• **Task to complete**
Print the records exactly. Every mark must remain.

▼

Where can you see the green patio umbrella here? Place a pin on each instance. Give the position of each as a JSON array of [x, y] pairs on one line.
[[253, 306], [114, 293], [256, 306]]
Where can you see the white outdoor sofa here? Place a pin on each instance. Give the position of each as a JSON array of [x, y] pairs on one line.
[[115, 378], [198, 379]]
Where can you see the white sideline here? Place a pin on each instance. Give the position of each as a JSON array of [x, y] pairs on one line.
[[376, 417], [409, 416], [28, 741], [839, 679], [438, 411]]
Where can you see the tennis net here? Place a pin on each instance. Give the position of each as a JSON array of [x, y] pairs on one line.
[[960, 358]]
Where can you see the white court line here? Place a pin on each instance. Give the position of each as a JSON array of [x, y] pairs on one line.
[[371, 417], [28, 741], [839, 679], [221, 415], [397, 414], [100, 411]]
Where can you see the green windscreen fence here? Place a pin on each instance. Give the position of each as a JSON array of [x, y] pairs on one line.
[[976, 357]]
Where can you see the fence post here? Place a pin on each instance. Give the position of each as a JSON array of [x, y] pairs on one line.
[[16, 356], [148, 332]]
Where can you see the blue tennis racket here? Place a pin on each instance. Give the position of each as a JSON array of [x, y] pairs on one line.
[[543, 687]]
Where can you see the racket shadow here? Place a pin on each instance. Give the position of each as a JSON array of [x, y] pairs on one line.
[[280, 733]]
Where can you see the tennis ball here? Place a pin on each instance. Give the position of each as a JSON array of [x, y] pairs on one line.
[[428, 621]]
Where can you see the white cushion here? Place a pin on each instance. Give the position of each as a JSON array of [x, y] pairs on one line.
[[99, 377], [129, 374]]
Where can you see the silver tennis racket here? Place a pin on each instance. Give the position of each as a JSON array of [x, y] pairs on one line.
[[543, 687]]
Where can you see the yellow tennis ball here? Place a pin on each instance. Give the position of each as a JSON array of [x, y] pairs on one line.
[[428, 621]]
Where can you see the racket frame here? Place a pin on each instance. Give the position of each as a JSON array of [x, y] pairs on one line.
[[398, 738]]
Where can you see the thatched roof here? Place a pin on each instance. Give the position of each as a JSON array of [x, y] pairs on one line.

▲

• **Exercise output**
Where can you see the green patio umbrella here? Place a pin on each instance. Give the position of each as a JSON array of [x, y] pairs on one line.
[[253, 306], [114, 293], [256, 306]]
Where can you see the white outdoor sofa here? Place a pin on each instance. Give the position of each as a JSON array of [x, y] pairs on one line.
[[115, 378], [198, 379]]
Where can you see the white sideline here? Place a pin on each instance. Give the position of each as a JSON array of [x, y] pairs on one line.
[[376, 417], [409, 416], [28, 741], [839, 679], [438, 411]]
Where can you see the tennis net here? Place a pin on each instance. Give the position of each as a JSON array of [x, y] pairs on one line.
[[960, 358]]
Where can you see the white court line here? Place a pin on each instance. Give the position of each as a JSON array of [x, y] pairs on one line.
[[371, 417], [28, 741], [839, 679], [221, 415], [397, 414], [100, 411]]
Where can you see the green windscreen fence here? Place a pin on each instance. Give the position of each as a JSON array of [x, y] pairs on one line.
[[976, 357]]
Where can you see the fence post here? Place a pin on each instance. Give the position of each as a JSON array of [x, y] pairs on one line.
[[16, 356], [148, 332]]
Where can you see the blue tennis racket here? Place a pin on each instance. Give the position of each as a JSON array of [x, y] pairs on one line.
[[543, 687]]
Where can you see the racket shadow here? Place a pin on each instance. Give the position of each as a JSON array of [x, y] pairs on one line.
[[280, 733]]
Where can you see the tennis ball here? Place a pin on each instance. Give the position of each as a JSON array of [x, y] pairs on one line.
[[428, 621]]
Where can you see the white cushion here? Place a pin on each instance. Give the position of each as a JSON array of [x, y] pairs on one line.
[[99, 377], [129, 374]]
Where can you see the silver tennis racket here? Place a pin on each instance. Give the position of each as a JSON array of [x, y] pairs on one line.
[[543, 687]]
Where can you see the yellow tennis ball here? Place a pin on each instance. Give the position of each as a JSON array of [x, y] pairs on one line.
[[428, 621]]
Where can you see the racket frame here? Place a pin on each instance. Give the position of each as a JSON array of [x, y] pairs on one line.
[[398, 738]]
Where can you see the thatched roof here? Place a pin on each instance. Give the position of each as a JSON array of [x, y] pairs on one line.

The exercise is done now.